TASK DETAILS - Every entry that follows should be repeated exactly; drop the images.

DATA ROWS -

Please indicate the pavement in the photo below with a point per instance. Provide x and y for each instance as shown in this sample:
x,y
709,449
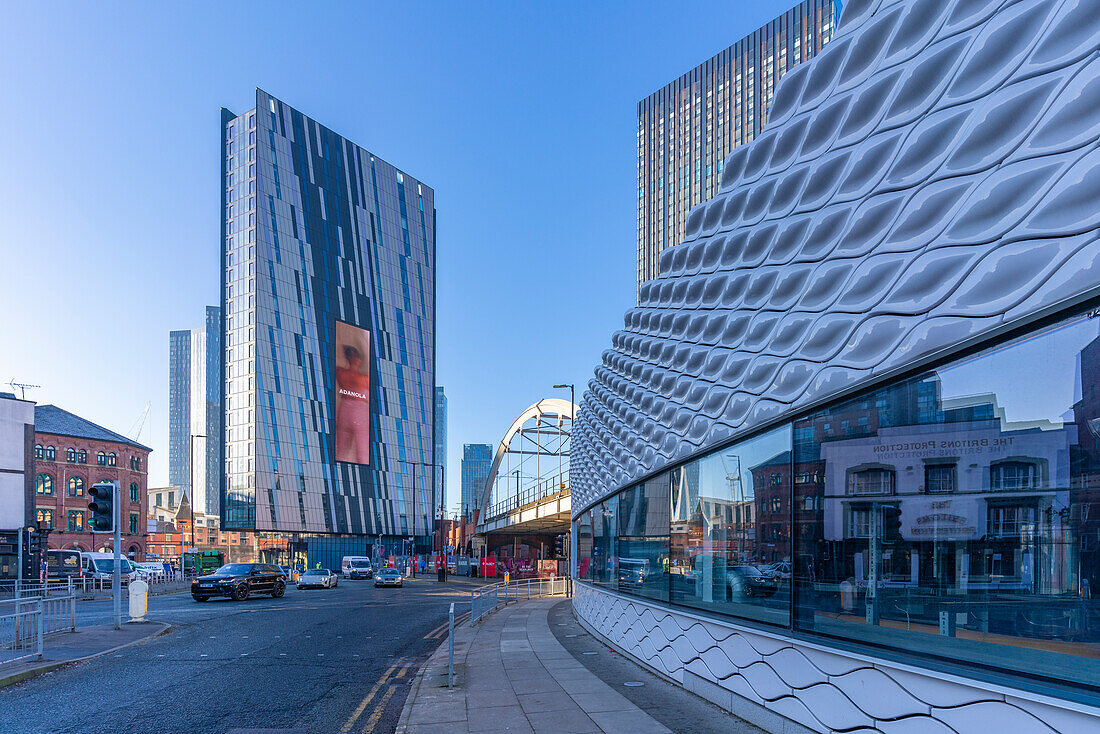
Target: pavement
x,y
514,675
84,644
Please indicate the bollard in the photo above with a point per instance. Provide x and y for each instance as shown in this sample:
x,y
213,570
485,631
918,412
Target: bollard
x,y
139,600
450,654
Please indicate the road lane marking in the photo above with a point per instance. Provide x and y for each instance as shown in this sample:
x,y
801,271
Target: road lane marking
x,y
366,700
381,709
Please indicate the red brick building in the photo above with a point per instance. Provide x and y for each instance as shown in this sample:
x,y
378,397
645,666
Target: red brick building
x,y
70,455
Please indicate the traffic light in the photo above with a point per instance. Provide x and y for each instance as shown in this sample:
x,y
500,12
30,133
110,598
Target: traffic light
x,y
891,523
102,496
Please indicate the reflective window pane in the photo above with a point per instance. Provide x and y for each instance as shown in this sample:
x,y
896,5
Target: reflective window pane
x,y
958,513
642,565
729,529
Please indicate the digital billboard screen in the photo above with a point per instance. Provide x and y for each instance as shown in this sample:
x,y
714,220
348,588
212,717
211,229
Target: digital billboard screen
x,y
353,394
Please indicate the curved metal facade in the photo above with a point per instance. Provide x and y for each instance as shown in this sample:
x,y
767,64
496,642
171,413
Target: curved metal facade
x,y
930,178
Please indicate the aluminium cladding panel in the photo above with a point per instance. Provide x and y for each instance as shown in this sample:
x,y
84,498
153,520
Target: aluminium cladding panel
x,y
924,182
341,236
686,128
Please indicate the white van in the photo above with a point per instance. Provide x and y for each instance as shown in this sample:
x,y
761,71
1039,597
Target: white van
x,y
356,567
101,567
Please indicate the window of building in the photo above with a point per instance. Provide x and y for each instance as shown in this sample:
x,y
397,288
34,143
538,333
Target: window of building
x,y
939,479
44,484
1013,475
871,481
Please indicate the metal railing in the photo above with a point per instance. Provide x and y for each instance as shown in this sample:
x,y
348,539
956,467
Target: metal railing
x,y
21,632
547,488
486,600
25,621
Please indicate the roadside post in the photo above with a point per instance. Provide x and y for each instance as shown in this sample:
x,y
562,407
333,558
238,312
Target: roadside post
x,y
139,600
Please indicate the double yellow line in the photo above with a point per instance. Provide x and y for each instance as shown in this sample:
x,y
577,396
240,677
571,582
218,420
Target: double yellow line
x,y
386,678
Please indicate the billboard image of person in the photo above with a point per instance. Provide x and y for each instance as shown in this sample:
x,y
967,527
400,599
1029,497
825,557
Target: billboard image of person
x,y
353,394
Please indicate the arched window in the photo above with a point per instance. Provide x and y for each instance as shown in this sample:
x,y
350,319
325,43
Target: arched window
x,y
43,484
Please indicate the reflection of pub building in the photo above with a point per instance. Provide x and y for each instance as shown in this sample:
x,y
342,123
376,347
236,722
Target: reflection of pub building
x,y
722,519
771,484
961,506
1085,492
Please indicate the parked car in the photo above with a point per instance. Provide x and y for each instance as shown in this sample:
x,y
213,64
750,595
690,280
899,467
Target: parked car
x,y
100,567
748,581
318,578
152,571
356,567
238,581
388,577
778,570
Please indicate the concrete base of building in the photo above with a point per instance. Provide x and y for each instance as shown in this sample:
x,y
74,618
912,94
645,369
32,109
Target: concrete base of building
x,y
787,685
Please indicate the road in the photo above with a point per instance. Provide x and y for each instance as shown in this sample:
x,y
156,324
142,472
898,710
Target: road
x,y
319,660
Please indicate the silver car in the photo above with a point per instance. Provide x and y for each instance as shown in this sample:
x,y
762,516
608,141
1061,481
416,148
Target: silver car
x,y
318,578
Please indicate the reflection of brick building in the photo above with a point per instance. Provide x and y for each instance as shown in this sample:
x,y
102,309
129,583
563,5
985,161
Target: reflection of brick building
x,y
70,455
771,482
1085,491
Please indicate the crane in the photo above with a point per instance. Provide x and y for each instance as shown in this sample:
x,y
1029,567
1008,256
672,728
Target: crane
x,y
140,424
21,386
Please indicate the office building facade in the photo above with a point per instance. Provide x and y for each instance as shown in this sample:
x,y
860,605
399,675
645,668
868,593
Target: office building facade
x,y
839,467
476,461
195,411
328,280
688,128
440,448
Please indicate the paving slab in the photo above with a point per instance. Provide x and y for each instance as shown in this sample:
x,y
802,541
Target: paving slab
x,y
513,675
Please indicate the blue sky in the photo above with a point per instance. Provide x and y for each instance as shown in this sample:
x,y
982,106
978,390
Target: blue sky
x,y
521,116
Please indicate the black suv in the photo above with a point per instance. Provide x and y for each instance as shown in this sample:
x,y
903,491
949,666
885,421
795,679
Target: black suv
x,y
239,580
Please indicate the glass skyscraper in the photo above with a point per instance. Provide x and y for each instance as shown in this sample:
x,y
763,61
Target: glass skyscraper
x,y
328,280
476,460
688,128
195,409
440,441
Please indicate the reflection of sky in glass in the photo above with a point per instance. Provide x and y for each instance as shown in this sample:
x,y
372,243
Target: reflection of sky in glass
x,y
714,469
1048,383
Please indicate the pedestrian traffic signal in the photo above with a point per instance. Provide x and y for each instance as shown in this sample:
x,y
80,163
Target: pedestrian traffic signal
x,y
102,496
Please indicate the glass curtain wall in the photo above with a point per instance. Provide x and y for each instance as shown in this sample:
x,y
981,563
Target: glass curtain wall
x,y
955,514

EXERCISE RESULT -
Please indicate the pavement in the photo below with a point per instance. Provide x and y for each instance as shown in this sample:
x,y
709,449
Target: pavement
x,y
514,675
84,644
Please indicate the bollard in the photo above with a point per instance. Provide x and y for each instance as shown in this sample:
x,y
213,570
485,631
918,412
Target: bollard
x,y
139,600
450,654
Please indicate the road lane marking in the photo above with a point per instance. Provide x and y for each instance as shown in this sample:
x,y
801,271
Target: road lane marking
x,y
366,700
381,709
Please indicate the red brick building in the photo above with a point per instance. Provide x and y for each instance as shown in this sample:
x,y
378,397
645,666
Target: red brick building
x,y
70,455
Please indicate the traffic light in the photo above with a point per instance. Provide x and y for each instance as shown in this sample:
x,y
500,12
30,133
110,598
Target: traffic light
x,y
891,523
102,496
Please indicate the reflective window pane in the photo above with a point per instance. Provide x and y for each instance as shown in this sample:
x,y
896,5
Target: reflective window pane
x,y
958,513
642,565
729,529
Please indicate the digital billboard screen in the photo above with a point per instance. Provide x and y for each instance as shown in this sample:
x,y
714,220
348,588
212,717
211,229
Target: digital billboard screen
x,y
353,394
Please indicate the curved metal facade in the photo above with a point per instance. Provide x and y for each instance as shown in this sample:
x,y
767,64
496,642
171,413
Target: curved metal facade
x,y
930,178
Please indicate the aluminium cladding panel in the photo above with a point per instance. Provide x and y for each instance as shown in this sample:
x,y
84,498
153,520
Target: aluminium cladding panel
x,y
924,182
341,236
686,128
Please indicate the white van in the photo above with a point per instance. Provide x and y for each instance as shown in this sample:
x,y
761,71
1039,597
Target: white van
x,y
356,567
101,567
Please indicate the window of building in the photo above with a point per instance. Provide x and y for each instance as shown in this sample:
x,y
397,288
34,143
538,333
Target: window of building
x,y
939,479
44,484
1013,475
871,481
Please indicate the metal railing in the photo above with a point per instance. Provide x and y for each instance as shown in this sample:
x,y
348,539
956,467
Target: metal railing
x,y
21,632
547,488
486,600
25,621
Please indicate the roadside post in the photo above with a point per instance. Provide x and y for each instance as shown in this sample:
x,y
562,407
333,558
238,312
Target: roadside post
x,y
139,600
Please indicate the double yellow line in the photo above with a point per instance. Provide x and y for each instance as shown in this sample:
x,y
577,396
240,677
571,582
218,420
Target: double yellow line
x,y
386,678
Please indicate the billboard image of person in the photo above with a point per instance. Provide x and y for each instance as shown in this sample:
x,y
967,527
400,599
1029,497
825,557
Target: billboard image of person
x,y
353,394
Please indicate the arched window in the photo above with a point per instance. Provide x and y for each instance as shown in this sample:
x,y
350,319
325,43
Target: arched window
x,y
43,484
Please indicate the reflection of pub building in the photo above with a point per instance. Provide x and y for each instance as shown in this sample:
x,y
342,123
376,347
236,722
Target: reflection of pub building
x,y
722,519
771,484
961,506
1085,492
Please indicate the parked car in the photo above with a point per instance. Provide x and y for each instance as shown in this sample:
x,y
213,64
750,595
690,280
899,467
Target: parked car
x,y
100,567
748,581
318,578
152,571
356,567
238,581
388,577
778,570
Please indicate the concrete base of building in the photo above with a point per instance. Provide x and y for each instance as shown in this sample:
x,y
74,618
912,94
645,369
32,109
Target: concrete base of building
x,y
787,685
Please indicate the road in the photo above with a point per instance. Provide x and y for each instance as shown in this sample:
x,y
156,324
142,472
898,710
Target: road
x,y
319,660
Please indicate the silver car in the photo above with a point per instance. Provide x and y for each instance as shown in this sample:
x,y
762,516
608,141
1061,481
416,148
Target: silver car
x,y
318,578
Please indicate the reflection of brick building in the photo above with a point per instance. Provide x and y for each instance as shown in this sample:
x,y
102,309
129,583
563,5
985,161
Target: reflection of brick building
x,y
70,455
771,482
1085,491
Please indicate the crane in the photo above with a point per instance. Provide x and y for each instance as shown in this sample:
x,y
1029,567
1008,256
672,728
Target: crane
x,y
140,424
21,386
Please indicate the office building facade in the photo above with a point per instance. Provide x and y for each instance as shown in this sample:
x,y
860,605
399,675
645,668
868,593
Target: office building facade
x,y
839,467
476,461
195,411
328,280
688,128
440,448
Please indicate the paving slab in the photo above with a point per instance. Provide x and y for each instance as shown in this sample:
x,y
802,541
Target: paving slab
x,y
513,675
Please indicate the blue sky in the photo above with a point per instance. Provide x and y for each instance as shown in this sample:
x,y
982,106
978,390
Target: blue sky
x,y
521,116
Please indicate the black suv in the photo above with a point per instance. Provide x and y for each instance as shown in this sample:
x,y
903,491
949,666
885,421
795,679
Target: black suv
x,y
239,580
Please indicate the glass skyscraper in the photo above with a point per instance. Provide x and y for each instance as shown in this sample:
x,y
763,61
Target: glass skyscraper
x,y
328,280
476,460
688,128
195,409
440,441
Please indicate the reflection of sky in glass in the photo above with a point per instance. Provide x and y for each instance as shown in this sample:
x,y
372,243
Target: reflection of sky in glass
x,y
714,469
1048,383
Please indicate the pedestrian traffic signal in the photo above with a point per instance. Provide x and y for each instance as shown in this sample:
x,y
80,163
Target: pedestrian traffic signal
x,y
102,496
Please indicate the glass curtain wall in the photo above with a point per instance. Provide x and y for each instance as shown in this sample:
x,y
981,563
Target: glass curtain wall
x,y
955,514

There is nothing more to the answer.